__SET EXERCISE__. Lay out every line of the entries as a Markdown table with the columns Row and Line text, from the line containing "Find the rocky" through the end of the entries, both ends included. Number the rows in order and leave out blank lines.

__SUPPLIED INFORMATION__.
+ + + + + + +
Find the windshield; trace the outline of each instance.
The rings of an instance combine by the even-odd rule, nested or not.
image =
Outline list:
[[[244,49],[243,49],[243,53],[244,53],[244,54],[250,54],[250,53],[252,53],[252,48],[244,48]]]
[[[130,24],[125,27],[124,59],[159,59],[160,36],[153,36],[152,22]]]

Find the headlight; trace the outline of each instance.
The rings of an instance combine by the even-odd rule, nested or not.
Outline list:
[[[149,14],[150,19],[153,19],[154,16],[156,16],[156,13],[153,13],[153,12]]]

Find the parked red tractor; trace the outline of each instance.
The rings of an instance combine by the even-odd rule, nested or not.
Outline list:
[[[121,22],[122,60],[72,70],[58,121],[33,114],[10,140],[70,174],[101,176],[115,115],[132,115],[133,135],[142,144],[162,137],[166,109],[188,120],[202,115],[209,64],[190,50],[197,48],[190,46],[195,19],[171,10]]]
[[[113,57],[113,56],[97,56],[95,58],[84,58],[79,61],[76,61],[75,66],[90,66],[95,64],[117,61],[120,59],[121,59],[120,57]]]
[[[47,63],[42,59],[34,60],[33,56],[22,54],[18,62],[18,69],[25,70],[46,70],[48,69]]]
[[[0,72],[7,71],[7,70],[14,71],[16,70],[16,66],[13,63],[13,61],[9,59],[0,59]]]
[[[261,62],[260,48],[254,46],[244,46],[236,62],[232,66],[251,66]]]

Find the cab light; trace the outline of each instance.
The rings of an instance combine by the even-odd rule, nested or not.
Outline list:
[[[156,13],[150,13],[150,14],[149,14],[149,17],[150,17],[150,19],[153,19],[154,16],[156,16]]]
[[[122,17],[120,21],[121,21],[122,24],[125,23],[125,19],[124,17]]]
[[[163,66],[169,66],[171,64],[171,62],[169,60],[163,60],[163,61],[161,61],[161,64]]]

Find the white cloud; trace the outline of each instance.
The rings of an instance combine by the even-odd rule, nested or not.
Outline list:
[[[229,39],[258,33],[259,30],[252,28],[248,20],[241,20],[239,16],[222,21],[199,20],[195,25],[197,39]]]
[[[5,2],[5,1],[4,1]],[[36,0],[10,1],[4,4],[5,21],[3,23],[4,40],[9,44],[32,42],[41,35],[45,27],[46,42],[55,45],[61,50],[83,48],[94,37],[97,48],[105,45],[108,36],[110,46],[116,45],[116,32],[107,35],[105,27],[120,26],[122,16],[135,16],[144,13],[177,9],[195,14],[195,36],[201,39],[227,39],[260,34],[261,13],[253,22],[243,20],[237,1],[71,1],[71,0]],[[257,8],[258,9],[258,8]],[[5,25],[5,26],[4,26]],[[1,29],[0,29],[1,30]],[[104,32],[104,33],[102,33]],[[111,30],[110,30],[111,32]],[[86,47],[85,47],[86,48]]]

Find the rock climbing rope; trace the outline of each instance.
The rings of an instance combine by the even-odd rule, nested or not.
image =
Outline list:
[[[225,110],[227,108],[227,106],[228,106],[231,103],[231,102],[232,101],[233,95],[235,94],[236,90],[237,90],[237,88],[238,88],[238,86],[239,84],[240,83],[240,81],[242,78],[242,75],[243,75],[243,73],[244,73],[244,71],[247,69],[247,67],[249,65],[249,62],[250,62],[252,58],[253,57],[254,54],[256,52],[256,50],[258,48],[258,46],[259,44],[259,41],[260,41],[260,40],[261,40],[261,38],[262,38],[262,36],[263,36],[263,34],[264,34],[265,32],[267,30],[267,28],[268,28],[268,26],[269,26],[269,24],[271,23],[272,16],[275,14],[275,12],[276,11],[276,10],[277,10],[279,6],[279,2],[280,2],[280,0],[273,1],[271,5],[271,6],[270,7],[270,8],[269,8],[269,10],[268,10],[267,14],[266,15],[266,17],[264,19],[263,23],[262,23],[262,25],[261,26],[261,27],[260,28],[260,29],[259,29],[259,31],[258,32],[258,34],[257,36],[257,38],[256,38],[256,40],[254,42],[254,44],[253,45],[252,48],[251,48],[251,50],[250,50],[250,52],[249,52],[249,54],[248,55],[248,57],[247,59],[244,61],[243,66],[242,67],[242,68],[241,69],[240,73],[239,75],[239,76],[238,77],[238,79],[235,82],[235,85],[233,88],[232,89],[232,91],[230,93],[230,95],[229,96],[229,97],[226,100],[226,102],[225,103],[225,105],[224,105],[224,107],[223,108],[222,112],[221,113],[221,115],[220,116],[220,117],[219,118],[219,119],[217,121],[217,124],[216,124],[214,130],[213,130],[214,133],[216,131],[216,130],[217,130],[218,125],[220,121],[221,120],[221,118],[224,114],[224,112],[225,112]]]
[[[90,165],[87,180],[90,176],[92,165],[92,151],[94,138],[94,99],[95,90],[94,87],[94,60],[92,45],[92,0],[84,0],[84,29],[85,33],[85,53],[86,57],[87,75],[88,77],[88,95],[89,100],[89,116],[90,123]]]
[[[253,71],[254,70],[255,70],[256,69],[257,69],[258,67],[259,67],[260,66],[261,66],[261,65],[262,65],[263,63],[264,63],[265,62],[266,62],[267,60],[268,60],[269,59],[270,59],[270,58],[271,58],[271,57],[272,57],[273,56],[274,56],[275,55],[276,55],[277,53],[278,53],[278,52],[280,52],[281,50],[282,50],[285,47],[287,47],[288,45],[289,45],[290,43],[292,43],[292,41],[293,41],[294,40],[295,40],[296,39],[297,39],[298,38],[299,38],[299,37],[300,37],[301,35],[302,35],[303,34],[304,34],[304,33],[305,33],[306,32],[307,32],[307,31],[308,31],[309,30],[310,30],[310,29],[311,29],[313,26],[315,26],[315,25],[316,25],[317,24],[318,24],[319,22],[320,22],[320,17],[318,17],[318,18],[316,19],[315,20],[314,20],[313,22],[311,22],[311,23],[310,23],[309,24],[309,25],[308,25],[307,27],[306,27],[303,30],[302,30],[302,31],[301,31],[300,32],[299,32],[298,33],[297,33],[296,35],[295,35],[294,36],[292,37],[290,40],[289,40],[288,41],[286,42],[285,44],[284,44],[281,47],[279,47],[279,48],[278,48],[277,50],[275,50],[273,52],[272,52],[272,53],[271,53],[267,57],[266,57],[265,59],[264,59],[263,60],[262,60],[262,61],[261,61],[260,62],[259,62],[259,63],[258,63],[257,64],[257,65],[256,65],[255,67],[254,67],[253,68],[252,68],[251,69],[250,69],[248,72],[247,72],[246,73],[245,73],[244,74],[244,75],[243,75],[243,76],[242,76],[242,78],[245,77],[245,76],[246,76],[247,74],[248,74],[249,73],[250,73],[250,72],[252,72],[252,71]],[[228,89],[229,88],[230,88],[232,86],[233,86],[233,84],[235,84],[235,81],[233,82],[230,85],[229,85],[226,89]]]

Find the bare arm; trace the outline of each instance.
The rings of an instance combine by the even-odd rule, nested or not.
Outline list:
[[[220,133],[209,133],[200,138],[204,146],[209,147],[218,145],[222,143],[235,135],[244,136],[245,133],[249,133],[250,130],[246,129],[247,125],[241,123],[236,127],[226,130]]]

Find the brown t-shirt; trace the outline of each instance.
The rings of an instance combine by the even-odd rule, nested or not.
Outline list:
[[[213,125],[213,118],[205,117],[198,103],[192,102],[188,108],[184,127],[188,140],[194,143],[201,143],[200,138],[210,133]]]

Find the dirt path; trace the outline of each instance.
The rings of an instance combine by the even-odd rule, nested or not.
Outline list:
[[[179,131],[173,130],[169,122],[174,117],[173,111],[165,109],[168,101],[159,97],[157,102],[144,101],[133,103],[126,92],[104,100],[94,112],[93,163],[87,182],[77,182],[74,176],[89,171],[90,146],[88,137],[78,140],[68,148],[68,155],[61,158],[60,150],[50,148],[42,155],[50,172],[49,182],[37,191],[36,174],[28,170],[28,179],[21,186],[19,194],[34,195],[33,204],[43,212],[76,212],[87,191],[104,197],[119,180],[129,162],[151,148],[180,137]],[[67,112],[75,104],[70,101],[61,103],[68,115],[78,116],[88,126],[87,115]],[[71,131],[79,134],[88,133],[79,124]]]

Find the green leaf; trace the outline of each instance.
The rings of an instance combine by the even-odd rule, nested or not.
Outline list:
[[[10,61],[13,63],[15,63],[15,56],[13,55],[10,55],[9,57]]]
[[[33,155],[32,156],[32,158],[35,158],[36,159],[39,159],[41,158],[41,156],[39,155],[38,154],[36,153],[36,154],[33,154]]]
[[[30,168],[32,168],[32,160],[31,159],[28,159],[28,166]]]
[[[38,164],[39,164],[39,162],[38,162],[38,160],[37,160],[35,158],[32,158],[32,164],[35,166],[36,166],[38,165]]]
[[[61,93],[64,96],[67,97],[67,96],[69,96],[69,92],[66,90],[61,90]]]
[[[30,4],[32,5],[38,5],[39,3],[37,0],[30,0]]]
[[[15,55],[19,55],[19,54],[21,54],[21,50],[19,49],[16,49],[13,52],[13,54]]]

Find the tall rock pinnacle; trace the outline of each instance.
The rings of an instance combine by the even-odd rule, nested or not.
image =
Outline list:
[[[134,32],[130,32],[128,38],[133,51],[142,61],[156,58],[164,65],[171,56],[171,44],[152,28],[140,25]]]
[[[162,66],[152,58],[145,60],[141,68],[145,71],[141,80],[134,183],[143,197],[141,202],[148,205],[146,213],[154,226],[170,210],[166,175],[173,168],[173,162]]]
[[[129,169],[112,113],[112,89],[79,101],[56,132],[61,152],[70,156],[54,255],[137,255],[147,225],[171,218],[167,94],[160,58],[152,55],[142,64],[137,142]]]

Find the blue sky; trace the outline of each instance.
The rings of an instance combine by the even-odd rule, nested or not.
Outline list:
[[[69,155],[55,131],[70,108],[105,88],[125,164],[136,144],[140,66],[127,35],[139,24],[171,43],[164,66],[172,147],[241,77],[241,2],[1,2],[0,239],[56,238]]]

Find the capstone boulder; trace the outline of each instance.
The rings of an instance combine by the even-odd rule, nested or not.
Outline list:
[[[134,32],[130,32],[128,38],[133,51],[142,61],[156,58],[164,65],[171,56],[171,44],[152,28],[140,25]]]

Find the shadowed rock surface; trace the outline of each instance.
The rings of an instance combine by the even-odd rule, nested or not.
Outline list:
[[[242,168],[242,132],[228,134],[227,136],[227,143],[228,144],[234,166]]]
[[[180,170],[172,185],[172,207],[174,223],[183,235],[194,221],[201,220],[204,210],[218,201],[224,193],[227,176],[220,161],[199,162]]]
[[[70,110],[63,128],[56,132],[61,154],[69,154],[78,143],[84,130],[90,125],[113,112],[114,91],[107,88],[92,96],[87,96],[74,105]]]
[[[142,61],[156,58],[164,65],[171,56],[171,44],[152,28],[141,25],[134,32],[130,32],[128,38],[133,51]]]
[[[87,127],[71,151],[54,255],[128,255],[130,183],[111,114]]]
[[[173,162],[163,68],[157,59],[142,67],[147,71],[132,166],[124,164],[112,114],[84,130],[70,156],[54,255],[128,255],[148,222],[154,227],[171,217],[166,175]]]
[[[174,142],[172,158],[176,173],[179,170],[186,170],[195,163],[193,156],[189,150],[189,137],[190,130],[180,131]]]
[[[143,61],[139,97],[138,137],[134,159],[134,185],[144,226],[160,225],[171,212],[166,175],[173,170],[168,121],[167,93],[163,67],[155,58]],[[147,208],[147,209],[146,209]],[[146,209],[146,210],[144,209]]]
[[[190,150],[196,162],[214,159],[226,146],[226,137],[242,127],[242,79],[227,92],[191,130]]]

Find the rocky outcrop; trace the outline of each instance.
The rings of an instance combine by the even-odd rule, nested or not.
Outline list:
+ + + + + + +
__ANSWER FOR THE TASK__.
| Row | Line text |
|---|---|
| 1 | Find the rocky outcrop; trace the outline of each instance. |
| 2 | The rings of an instance combine by the even-odd rule, nested or not. |
| 3 | Outline list: |